▸ WHAT THE TASK REQUIRES
Locate "Annotation task — mark the tapered" in the listing below, then output the line holding it and every line after it, exactly and with nothing else.

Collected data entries

+ + +

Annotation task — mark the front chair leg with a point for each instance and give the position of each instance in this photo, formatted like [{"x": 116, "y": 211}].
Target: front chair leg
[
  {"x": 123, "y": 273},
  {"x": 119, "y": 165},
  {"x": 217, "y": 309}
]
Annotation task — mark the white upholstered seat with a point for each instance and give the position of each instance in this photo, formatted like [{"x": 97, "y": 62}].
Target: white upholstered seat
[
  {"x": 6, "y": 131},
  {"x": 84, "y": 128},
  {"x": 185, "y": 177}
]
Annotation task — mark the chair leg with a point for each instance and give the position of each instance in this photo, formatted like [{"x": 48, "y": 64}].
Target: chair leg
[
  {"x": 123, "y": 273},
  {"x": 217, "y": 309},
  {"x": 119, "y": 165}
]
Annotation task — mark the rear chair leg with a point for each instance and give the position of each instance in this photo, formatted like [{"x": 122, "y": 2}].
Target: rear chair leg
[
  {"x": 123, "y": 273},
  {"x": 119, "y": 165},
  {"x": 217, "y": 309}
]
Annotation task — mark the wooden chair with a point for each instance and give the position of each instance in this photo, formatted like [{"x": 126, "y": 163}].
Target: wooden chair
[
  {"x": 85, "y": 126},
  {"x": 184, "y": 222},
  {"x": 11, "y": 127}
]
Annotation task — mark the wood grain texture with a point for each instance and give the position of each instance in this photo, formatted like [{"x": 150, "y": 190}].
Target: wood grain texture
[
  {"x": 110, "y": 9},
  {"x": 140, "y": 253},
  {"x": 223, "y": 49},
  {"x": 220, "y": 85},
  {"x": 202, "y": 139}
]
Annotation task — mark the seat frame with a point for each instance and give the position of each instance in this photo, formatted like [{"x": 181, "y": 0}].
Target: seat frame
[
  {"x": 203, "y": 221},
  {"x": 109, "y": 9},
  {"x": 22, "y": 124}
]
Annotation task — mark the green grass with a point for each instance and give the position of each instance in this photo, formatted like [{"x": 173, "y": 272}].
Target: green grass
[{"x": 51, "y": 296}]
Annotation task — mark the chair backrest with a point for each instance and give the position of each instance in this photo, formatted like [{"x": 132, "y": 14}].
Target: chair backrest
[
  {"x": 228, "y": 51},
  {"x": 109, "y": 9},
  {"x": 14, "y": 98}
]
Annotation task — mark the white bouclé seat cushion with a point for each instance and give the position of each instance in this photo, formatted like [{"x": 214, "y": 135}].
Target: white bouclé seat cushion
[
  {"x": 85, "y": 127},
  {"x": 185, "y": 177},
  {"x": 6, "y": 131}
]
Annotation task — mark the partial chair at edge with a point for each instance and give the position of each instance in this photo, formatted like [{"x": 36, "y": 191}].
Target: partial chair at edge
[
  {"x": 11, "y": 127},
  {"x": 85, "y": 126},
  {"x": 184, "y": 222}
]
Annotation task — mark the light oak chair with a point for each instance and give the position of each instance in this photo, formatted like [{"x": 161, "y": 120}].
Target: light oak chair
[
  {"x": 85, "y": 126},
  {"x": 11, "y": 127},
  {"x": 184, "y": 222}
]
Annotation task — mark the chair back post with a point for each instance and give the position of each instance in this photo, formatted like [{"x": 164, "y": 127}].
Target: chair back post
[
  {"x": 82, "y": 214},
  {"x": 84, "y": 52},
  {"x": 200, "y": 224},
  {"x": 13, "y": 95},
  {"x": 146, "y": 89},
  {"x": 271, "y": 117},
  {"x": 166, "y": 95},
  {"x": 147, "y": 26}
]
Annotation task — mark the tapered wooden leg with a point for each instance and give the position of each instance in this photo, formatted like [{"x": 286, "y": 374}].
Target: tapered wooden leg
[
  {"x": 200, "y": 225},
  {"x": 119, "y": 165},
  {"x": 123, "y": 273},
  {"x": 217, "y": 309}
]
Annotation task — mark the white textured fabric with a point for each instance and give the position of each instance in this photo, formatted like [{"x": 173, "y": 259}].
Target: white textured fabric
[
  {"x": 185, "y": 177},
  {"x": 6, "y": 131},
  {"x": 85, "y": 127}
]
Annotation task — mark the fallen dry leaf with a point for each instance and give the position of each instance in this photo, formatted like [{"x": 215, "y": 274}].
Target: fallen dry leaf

+ + +

▸ EXPECTED OUTPUT
Annotation task — mark the tapered wooden leg with a point for each instance and give the position of each instance in this photo, formatted like [{"x": 286, "y": 374}].
Target: tapered wooden leg
[
  {"x": 200, "y": 225},
  {"x": 119, "y": 165},
  {"x": 123, "y": 273},
  {"x": 217, "y": 309}
]
Annotation task — mark the white textured fabric with a point for each instance and give the position of each instance in this photo, formatted like [{"x": 173, "y": 259}].
Target: white textured fabric
[
  {"x": 185, "y": 177},
  {"x": 6, "y": 131},
  {"x": 85, "y": 127}
]
Annotation task — mark the fallen dry leaf with a point for each instance and give the position of each instance in this photo, formatted like [{"x": 215, "y": 274}].
Target: fallen dry leaf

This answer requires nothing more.